▶ Objective
Reproduce each line of the material below verbatim.

▶ Record extracts
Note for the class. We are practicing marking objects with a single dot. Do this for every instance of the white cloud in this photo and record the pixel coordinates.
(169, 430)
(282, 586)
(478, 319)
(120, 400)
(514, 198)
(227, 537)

▶ Written answer
Note for the class. We are practicing marking objects with a single dot. Do this for every instance of the white cloud in this photo and record the pixel coordinates.
(169, 430)
(282, 586)
(478, 319)
(120, 400)
(514, 198)
(227, 537)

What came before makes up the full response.